What the task asks -
Return only the lines of the listing below that run from the line with "surface so it can anchor a virtual label." through the line with "for the small", both ends included, exactly as written.

Records to process -
____
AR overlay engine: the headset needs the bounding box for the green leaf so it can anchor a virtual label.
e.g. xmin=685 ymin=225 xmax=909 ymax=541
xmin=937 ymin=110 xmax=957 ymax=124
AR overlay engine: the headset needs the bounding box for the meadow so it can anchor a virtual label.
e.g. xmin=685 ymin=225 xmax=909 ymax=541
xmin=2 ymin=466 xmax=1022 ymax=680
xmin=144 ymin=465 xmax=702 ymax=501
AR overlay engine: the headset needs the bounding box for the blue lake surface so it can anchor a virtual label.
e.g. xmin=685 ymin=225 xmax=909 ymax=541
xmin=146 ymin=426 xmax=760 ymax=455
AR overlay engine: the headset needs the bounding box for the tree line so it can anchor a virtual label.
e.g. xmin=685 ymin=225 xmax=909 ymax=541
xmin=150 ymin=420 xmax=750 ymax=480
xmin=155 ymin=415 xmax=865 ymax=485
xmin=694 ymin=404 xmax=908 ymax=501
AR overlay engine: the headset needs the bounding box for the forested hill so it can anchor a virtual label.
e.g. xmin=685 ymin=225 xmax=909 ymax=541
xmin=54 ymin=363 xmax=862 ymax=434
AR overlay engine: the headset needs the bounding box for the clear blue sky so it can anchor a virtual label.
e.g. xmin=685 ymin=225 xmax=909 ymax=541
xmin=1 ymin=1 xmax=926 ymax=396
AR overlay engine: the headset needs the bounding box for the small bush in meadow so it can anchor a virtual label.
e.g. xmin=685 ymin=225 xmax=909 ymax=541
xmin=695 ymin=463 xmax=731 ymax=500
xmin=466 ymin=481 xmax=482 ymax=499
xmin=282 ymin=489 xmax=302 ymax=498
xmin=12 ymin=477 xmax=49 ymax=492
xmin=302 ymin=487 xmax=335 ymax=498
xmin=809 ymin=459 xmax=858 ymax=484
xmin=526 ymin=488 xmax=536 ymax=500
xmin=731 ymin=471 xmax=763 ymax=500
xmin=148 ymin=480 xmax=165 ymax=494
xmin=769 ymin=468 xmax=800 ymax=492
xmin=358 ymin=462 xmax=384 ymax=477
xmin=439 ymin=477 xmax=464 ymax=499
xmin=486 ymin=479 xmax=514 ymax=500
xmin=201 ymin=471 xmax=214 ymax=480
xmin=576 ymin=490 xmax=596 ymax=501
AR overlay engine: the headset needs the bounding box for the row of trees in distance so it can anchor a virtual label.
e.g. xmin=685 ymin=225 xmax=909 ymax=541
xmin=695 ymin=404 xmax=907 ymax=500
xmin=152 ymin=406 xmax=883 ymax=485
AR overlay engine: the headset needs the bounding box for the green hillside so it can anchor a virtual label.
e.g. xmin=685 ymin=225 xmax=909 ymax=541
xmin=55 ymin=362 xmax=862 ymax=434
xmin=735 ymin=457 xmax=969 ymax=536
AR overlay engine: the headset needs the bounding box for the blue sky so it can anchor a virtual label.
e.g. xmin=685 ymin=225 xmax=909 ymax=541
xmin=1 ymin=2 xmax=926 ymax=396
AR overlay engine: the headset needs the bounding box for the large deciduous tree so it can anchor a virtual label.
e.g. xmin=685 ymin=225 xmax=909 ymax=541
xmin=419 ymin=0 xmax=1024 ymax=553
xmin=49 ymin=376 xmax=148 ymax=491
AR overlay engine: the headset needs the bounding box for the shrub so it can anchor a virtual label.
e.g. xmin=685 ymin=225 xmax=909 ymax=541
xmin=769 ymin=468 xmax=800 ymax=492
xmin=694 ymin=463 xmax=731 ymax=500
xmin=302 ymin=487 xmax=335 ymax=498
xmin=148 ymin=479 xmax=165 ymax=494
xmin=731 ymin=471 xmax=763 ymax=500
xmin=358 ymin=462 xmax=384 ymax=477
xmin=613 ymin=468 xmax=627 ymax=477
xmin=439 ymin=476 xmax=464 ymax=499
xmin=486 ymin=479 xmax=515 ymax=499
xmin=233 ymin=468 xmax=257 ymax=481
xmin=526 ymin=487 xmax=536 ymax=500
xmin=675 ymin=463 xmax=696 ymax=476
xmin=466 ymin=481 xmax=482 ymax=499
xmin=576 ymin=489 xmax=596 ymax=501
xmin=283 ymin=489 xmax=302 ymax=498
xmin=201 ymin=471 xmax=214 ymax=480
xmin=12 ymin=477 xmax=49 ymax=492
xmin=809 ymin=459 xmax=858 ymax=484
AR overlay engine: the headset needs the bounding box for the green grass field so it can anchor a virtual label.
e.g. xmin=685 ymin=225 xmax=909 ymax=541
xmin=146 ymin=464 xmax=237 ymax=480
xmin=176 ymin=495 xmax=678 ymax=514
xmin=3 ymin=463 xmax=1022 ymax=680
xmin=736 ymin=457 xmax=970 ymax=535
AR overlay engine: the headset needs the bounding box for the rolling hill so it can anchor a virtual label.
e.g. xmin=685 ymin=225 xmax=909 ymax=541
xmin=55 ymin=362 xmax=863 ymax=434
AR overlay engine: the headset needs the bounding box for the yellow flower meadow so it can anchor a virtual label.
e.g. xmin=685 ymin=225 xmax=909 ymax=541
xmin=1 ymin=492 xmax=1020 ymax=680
____
Response area -
AR overlay engine: the headset needs the bounding box for the blue lake surface so it can anchor a virtual label.
e.g. xmin=685 ymin=225 xmax=909 ymax=541
xmin=146 ymin=426 xmax=760 ymax=455
AR overlay engine: the headset needs the bounding box for the tree line so it can anchor a virtual label.
e.g. xmin=685 ymin=225 xmax=909 ymax=541
xmin=150 ymin=420 xmax=750 ymax=480
xmin=155 ymin=415 xmax=865 ymax=485
xmin=694 ymin=404 xmax=908 ymax=501
AR overlay engine: the headset needs the bounding box for the forested hill so it can anchor a virtual label.
e.g. xmin=685 ymin=225 xmax=909 ymax=541
xmin=54 ymin=363 xmax=862 ymax=434
AR overlay engine: the headset needs the bounding box for the clear blue sky so it can anchor a virtual label.
e.g. xmin=685 ymin=225 xmax=909 ymax=541
xmin=1 ymin=1 xmax=926 ymax=396
AR overlay engine: the headset needs the bounding box for the small bush in meadow so it can anchor a virtual label.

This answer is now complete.